__Input records__:
▼

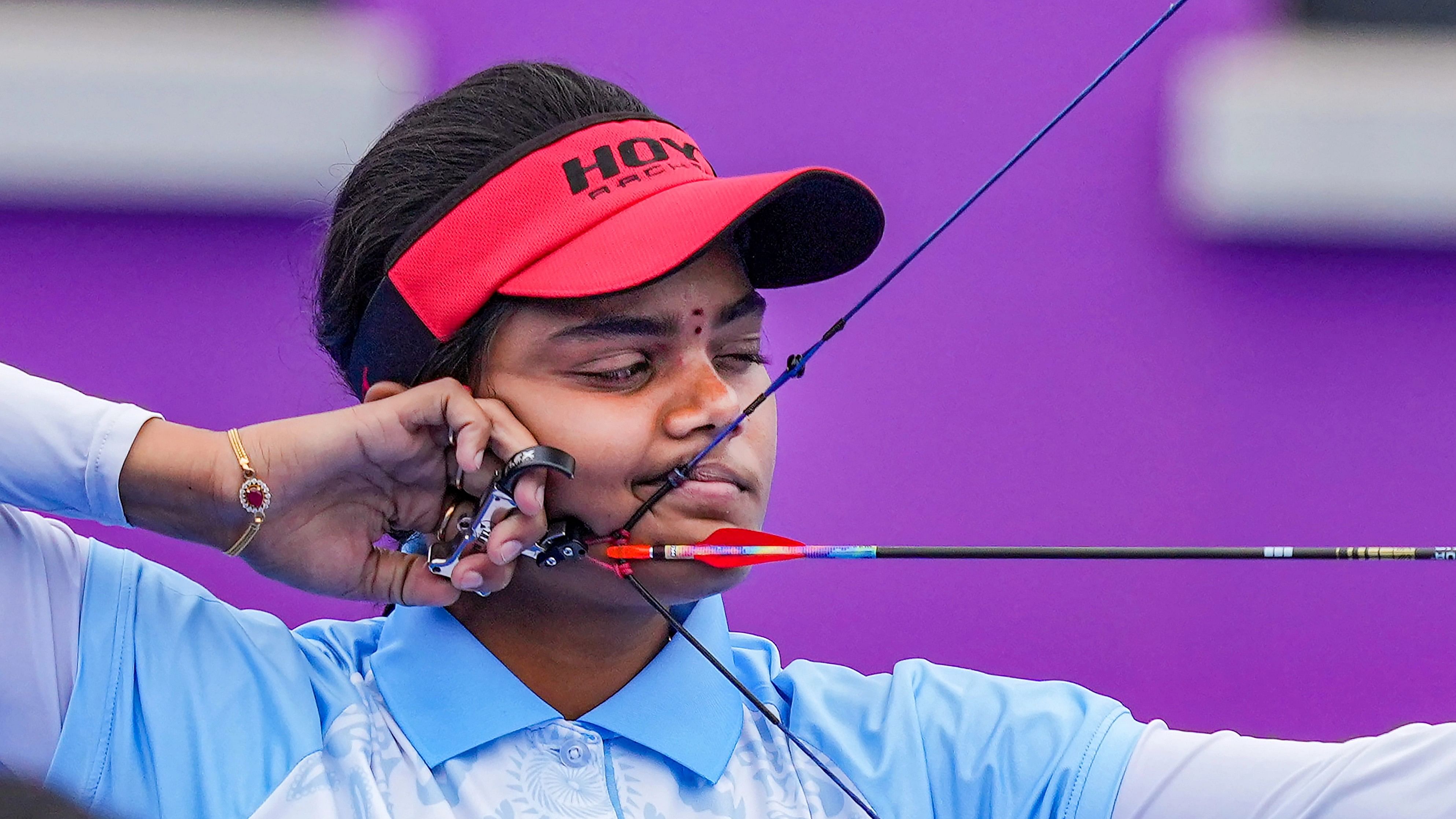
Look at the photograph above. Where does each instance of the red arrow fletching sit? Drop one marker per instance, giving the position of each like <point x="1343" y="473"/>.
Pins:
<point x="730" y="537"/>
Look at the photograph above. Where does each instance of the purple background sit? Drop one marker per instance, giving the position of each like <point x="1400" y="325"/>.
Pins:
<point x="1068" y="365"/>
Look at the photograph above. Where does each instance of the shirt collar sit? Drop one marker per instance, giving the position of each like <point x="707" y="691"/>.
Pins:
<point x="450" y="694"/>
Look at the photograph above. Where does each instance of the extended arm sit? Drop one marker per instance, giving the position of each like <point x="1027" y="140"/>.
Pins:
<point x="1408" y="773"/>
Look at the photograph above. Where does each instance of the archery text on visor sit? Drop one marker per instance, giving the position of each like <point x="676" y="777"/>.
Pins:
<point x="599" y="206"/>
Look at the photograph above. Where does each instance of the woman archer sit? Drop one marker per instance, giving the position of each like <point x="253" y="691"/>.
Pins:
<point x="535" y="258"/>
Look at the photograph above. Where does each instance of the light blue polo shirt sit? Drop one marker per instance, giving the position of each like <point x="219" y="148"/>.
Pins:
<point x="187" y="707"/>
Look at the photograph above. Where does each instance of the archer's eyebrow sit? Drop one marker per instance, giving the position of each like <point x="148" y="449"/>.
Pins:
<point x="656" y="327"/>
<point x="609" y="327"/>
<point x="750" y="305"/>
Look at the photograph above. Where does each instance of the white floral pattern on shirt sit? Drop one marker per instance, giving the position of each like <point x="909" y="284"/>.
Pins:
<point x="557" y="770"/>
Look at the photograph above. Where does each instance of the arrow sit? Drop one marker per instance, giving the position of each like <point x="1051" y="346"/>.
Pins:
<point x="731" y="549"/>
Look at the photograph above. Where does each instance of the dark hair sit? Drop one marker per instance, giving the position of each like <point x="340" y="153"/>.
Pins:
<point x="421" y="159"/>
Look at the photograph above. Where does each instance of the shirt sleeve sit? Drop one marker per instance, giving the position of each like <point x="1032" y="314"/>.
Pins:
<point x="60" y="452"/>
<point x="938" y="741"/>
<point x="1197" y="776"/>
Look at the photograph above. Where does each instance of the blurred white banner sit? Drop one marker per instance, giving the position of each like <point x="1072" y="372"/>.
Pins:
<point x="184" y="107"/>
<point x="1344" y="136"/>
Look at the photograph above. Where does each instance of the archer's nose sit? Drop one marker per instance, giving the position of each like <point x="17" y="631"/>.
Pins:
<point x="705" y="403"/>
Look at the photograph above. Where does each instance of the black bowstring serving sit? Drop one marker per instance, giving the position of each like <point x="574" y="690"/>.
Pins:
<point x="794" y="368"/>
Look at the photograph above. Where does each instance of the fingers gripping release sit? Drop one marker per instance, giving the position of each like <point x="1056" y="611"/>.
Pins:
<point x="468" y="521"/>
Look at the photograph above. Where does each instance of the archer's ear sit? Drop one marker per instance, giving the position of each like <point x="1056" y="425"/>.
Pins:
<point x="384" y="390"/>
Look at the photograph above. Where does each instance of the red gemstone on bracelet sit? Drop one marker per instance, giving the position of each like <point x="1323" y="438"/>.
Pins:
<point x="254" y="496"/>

▲

Could you put every entry above into a two-column CSV headed instruction and points, with one row per instruction holding its text and its points? Quote each field, replace line breaks with spaces, and leave out the pictures.

instruction,points
"Look at the photograph above. Where does each instance of the red arrow fletching sit? Drop one marker per instance, giving the position of each like <point x=""1343"" y=""473""/>. Pins:","<point x=""730"" y=""537""/>"
"Look at the photograph above. Where does each instance of the purple background sit? Drop one marker per instance, giving the position of each like <point x=""1400"" y=""325""/>. Pins:","<point x=""1068"" y=""365""/>"
"Look at the photograph above. Where does each instance of the shirt collar sit? Drop one marker per instance, giving the position of each like <point x=""707"" y=""691""/>. Pins:","<point x=""450"" y=""694""/>"
"Look at the photograph above. Where does each instance of the extended arm sit? Drop one marker per instance, giving the position of each like <point x=""1027"" y=""140""/>. Pins:","<point x=""1408"" y=""773""/>"
"Look at the photograph above. Where does each instance of the archery text on visor sit? Drop one marker per instance, giving the position of each like <point x=""676"" y=""777""/>. Pins:","<point x=""599"" y=""206""/>"
"Look at the photograph above. Where does each instance of the woman archer sit? Drop one marker per instance, giving the position of each like <point x=""253"" y=""691""/>. Pins:","<point x=""535"" y=""258""/>"
"Look at the photograph above. Where does each instance of the light blue polo shirt sit? Drop one marker per instance, giving the position of each like <point x=""219"" y=""148""/>. Pins:","<point x=""187"" y=""707""/>"
"Look at the photograph above. Where does each instance of the archer's eyebrow sit? Drop one marker per instance, giving the position of each like <point x=""148"" y=""449""/>. Pins:","<point x=""656"" y=""327""/> <point x=""609"" y=""327""/> <point x=""750"" y=""305""/>"
"Look at the photograph above. Where does each instance of the white floral pattern on shirt sit? Drop one marker per instance, giving the position of each like <point x=""909"" y=""284""/>. Pins:","<point x=""557"" y=""770""/>"
"Look at the photograph above. Where does each instance of the arrow sit? Drop one marker per instance, giving the position of each like <point x=""1051"" y=""346""/>. Pins:","<point x=""731"" y=""549""/>"
"Look at the photograph above. Where does each instance of the dark hair sit? Drop one marker per instance, giving the position of each like <point x=""340"" y=""153""/>. Pins:","<point x=""421"" y=""159""/>"
"Look at the photograph above. Where does each instance of the shirt sleeve sit? Drop one marker per instance, giving the position of each like <point x=""1032"" y=""314""/>. Pins:","<point x=""60"" y=""452""/> <point x=""938"" y=""741""/> <point x=""1197"" y=""776""/>"
"Look at the photograph above. Where does each instance of the blurred white banner sit? Drop one marker per instance, giving the position of each like <point x=""1072"" y=""372""/>. Pins:","<point x=""184"" y=""107""/> <point x=""1344"" y=""136""/>"
"Look at the photograph above. Where does each instance of the archer's nose sit? Drop one marker per instance, giving the position of each like <point x=""17"" y=""631""/>. Pins:","<point x=""705"" y=""403""/>"
"Look at the photograph above. Where does each instance of the black bowstring serving sit? Drop one marker per instance, giving the position of each like <point x=""574"" y=""690""/>. Pins:","<point x=""794"" y=""368""/>"
"Look at the photograph above. Where does each instance of the fingers gripping release sit? Drop one marker per instance, giving the position of each like <point x=""1056"" y=""611""/>. Pins:","<point x=""468"" y=""521""/>"
"Look at the photograph above. Where does each instance of the archer's ear sit? Drop one marker per instance, giving the position of each like <point x=""1056"" y=""425""/>. Pins:","<point x=""384"" y=""390""/>"
"Look at the photograph above. Where does each instance of the red gemstone on bracelet sit? Drop one marker per instance, giving the position of each like <point x=""1323"" y=""438""/>. Pins:","<point x=""254"" y=""496""/>"